▶ TASK: Reproduce, word for word, every line starting at the line that contains "of the church" and ending with the final line of the entries.

........

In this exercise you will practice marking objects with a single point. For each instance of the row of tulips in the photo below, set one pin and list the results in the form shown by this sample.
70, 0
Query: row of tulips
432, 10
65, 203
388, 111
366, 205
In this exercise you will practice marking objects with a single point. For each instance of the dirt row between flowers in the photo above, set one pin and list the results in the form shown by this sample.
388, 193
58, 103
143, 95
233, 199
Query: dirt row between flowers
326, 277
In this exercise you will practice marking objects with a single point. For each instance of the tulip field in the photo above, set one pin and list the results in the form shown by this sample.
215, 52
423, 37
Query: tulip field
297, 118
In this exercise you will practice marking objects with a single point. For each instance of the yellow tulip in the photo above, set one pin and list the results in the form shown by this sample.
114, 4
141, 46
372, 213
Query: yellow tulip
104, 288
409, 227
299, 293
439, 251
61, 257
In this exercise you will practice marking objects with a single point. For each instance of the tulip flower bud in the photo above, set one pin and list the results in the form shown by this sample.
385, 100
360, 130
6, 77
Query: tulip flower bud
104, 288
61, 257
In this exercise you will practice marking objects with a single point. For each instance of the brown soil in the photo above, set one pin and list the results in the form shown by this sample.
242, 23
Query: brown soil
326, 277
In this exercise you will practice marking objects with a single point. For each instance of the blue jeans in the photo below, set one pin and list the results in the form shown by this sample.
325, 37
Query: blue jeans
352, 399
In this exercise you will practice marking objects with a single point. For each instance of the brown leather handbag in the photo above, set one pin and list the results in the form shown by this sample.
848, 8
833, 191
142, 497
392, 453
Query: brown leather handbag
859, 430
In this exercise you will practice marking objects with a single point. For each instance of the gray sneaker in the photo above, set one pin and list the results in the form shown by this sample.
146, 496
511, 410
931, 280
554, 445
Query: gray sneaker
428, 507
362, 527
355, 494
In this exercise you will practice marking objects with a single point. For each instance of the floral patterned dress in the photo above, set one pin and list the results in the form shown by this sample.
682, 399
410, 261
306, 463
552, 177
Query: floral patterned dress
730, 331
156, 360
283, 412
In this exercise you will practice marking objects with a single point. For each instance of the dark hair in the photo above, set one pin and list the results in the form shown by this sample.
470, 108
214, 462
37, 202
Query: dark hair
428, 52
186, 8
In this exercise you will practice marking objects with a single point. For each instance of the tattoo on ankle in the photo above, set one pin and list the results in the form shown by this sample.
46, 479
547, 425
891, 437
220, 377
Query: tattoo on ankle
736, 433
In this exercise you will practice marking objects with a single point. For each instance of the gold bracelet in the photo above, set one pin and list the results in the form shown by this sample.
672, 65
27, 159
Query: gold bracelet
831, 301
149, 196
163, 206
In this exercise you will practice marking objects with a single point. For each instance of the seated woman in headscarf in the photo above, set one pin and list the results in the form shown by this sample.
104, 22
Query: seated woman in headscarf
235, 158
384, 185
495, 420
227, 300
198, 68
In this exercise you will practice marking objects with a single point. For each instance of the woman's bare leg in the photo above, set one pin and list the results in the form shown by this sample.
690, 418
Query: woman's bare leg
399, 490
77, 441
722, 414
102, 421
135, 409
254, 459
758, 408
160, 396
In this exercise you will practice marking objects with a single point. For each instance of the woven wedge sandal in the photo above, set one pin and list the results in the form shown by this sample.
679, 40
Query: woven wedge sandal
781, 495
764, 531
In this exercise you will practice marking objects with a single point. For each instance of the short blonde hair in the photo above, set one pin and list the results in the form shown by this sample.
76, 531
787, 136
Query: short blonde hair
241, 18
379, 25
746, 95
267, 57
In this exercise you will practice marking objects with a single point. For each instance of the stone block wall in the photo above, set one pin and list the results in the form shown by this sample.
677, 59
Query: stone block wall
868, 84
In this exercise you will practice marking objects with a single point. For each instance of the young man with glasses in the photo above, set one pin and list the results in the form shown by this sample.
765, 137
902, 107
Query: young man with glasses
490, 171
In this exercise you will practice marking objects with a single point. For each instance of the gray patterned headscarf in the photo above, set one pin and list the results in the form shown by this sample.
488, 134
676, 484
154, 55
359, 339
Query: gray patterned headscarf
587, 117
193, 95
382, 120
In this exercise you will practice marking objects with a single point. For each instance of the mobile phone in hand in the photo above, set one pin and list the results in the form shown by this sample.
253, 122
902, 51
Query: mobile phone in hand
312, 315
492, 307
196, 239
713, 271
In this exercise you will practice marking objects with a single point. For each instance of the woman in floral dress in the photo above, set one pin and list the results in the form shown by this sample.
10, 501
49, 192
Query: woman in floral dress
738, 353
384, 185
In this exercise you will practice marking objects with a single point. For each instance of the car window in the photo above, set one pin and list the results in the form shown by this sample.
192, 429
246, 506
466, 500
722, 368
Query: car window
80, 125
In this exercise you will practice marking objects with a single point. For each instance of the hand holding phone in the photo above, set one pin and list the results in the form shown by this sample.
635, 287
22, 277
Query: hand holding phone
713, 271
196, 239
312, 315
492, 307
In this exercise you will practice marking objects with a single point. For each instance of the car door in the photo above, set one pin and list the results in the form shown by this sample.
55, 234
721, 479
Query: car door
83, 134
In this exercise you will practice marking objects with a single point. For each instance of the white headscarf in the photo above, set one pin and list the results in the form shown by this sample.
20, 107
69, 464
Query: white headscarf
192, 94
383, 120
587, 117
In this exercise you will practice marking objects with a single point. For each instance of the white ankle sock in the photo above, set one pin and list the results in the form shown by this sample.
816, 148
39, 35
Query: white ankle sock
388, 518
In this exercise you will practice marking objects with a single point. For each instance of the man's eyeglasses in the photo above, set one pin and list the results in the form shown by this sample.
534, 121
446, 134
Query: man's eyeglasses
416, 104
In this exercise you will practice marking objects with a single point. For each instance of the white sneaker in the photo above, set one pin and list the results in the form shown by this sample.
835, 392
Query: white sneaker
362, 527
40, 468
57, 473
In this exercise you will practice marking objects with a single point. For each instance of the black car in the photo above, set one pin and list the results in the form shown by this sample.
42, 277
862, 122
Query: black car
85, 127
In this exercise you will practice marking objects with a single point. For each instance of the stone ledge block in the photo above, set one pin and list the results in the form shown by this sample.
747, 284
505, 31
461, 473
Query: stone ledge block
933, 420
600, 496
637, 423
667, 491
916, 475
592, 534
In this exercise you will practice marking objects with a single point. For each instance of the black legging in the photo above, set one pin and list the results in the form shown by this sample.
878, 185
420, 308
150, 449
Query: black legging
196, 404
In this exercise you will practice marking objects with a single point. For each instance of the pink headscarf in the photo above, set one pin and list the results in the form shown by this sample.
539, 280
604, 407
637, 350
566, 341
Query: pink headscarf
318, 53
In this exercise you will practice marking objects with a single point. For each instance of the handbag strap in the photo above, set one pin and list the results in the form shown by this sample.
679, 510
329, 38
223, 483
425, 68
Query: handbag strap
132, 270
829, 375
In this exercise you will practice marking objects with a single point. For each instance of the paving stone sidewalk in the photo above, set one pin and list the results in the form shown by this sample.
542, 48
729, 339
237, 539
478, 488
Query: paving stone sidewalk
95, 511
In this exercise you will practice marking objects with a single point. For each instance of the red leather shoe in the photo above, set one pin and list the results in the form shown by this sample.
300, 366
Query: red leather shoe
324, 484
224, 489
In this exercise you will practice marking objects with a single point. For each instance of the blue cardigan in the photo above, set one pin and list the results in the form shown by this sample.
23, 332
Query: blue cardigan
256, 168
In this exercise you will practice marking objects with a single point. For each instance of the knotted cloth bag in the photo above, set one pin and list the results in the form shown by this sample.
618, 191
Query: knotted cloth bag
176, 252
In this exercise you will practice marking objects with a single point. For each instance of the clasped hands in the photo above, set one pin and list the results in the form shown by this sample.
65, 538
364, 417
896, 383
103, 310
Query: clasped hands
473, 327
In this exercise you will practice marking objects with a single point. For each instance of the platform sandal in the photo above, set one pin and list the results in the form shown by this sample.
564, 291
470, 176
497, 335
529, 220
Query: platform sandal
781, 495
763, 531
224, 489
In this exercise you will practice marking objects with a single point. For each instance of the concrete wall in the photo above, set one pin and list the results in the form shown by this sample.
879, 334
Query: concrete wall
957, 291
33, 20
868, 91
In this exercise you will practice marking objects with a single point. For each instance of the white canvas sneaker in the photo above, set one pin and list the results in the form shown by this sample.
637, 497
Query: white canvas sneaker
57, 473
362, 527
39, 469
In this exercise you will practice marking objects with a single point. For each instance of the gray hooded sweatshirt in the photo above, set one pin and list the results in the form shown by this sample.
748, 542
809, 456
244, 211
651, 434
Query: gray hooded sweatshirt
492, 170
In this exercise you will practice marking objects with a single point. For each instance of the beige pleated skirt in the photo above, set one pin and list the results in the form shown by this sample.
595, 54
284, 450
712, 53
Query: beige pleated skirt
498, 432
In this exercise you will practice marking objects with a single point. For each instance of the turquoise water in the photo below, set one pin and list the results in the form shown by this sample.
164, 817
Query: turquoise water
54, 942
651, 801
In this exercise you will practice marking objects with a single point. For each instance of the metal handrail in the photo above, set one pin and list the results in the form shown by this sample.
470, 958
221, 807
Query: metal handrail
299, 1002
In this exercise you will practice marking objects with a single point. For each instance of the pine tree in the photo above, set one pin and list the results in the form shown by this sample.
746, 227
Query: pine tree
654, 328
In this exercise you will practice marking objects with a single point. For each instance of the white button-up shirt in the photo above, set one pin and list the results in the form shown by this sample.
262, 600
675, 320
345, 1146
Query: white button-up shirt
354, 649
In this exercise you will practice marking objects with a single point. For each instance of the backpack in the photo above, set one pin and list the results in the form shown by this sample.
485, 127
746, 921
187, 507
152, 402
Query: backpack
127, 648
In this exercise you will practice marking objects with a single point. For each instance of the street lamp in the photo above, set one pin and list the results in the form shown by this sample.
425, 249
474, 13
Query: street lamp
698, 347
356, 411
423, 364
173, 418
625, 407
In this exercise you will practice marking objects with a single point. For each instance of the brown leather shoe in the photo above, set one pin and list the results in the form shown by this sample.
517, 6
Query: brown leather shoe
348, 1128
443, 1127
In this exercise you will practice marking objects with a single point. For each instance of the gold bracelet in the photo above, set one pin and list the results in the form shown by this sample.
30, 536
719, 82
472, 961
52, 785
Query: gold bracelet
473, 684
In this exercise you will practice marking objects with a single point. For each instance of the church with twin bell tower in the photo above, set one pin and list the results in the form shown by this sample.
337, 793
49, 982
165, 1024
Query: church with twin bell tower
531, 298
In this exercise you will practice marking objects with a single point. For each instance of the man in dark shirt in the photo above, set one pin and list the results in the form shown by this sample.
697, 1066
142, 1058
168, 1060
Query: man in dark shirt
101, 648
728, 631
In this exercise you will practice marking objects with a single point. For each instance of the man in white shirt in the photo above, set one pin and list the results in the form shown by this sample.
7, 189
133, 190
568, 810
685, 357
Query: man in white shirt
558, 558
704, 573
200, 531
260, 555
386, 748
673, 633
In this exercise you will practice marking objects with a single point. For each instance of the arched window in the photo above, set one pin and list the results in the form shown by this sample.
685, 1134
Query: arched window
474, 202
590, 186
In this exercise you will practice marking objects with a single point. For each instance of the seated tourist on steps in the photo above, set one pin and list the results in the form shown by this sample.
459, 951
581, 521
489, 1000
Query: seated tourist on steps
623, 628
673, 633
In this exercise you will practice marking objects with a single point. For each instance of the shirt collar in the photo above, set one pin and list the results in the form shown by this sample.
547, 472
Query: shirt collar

........

▶ FINISHED ANSWER:
In this exercise you will practice marking objects with a single point. For each instance of the church with twin bell tower in the photo above, set one pin and list the results in the form shown by this sample.
337, 793
49, 982
165, 1024
Query: church with twin bell tower
531, 298
In this exercise you will practice marking objects with a single point. For each instance of the man in dark shirt in the photo above, set one pin and list the results in the form shown by this sample.
697, 1066
142, 1058
168, 1060
Query: man in dark shirt
101, 648
728, 631
In this exercise you will practice marking objects with a single point. For each instance of the man in white shirt in the photo above, set one pin and list the results in the form shown by this sample.
7, 189
133, 190
568, 810
685, 357
Query: man in white shirt
558, 558
704, 573
200, 531
260, 555
386, 748
673, 633
In this exercise you will practice marking objects with a single point. For each instance of the arched window in the photo above, set one pin and list the results in the form shown by this sample.
685, 1134
Query: arched window
474, 202
590, 186
In this exercise you will practice marking objects with a single point. For each instance of the seated tourist on steps in the photo above, set one pin and list the results in the form shown by this sample.
459, 951
581, 521
489, 1000
Query: seated tourist on steps
623, 628
673, 633
In this exercise you will practice marking objects with a single point. For each instance of the shirt collar in the photo above, set one pin and list the results in the form shown by this sample.
547, 472
Query: shirt collar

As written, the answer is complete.